──────── Passage provided
I was painfully aware that we had decided to separate, after I return from Prague. It happened a few weeks ago. I intended to go to Oxford, to make my abode in front of Balliol College, and thus to protest both against the refusal of the Pension Service to investigate the basis on which it was decided that I owed the Pension Service more than £11,000, the decision in the making of which I suspect a hand of someone from Oxford University [see on my blog ‘It is all wrong’, June 15, and ‘It has nothing to do with Oxford University’, June 19], and against my exclusion from academic community [see texts on my website under the heading ‘Protests at Balliol’]. But now the three and a half millions I have received changed all this. Would my wife find it possible to live with me again?

Our marriage deteriorated sharply after my wife began to earn more money and I lost the Pension Credit. My weekly Basic State Pension of £39.95 minus Adjustment of £13.00 meant that my weekly income was £26.95. In consequence, I turned to myself and began to live only for my work; it became impossible to live with me. How shall I tell Doina, delicately, that my financial situation has changed, and that it might be possible that I might change too, that we could live together again?

The dealer showed us the car my wife would have liked.  The maximum speed was 100 miles per hour, but we were not interested in buying a fast car. We test-drove it; Doina liked it, but she thought it too expensive. And so I told her of the money. We bought the car. I began to think what we should do next: ‘Let us go to a country where summers are real summers. Now you will have the possibility to devote yourself to writing. That’ what you always wanted to do, but you never could, being the sole bread winner in the family.’

But then I corrected myself: ‘No, my place is in Oxford. We can buy a house there. Will you live with me in Oxford?’ – ‘I will, but don’t expect me to devote myself to teaching you how to pronounce English properly.’ – ‘Don’t worry. You helped me when I was recording the lecture on “Socrates, Plato, and the Laws of Athens” [for my website]. Do you remember? I was listening to the recordings of Tolkien’s The Fellowship of the Ring, stopping the reader after every phrase and sentence, trying to imitate his intonation. You listened, and said: “You are doing it all wrong. Your voice goes up at the end of every phrase and every sentence. In English the voice goes down.” How could it have happened that for more than thirty years I was thinking and speaking English without noticing this capital flaw in my pronunciation? If my lecture became free of it, it’s thanks to you. But since then I must have relapsed into my old bad habits, conditioned by my native Czech. During the past few weeks I read aloud the whole of Berkeley’s Principles, all wrong.  I noticed it only a few days ago, when I began to read aloud Locke’s Essay. Now I have been imitating Fry’s Harry Potter to get the intonation right.
────────────────
> Exercise directions
In the passage about the marriage and the car, what weekly income remained after the Adjustment was subtracted from the Basic State Pension?
──────── Supplied information
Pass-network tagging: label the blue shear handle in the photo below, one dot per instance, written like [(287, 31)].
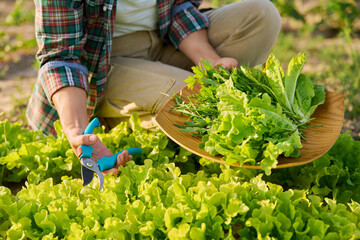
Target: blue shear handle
────────────────
> Result of this task
£26.95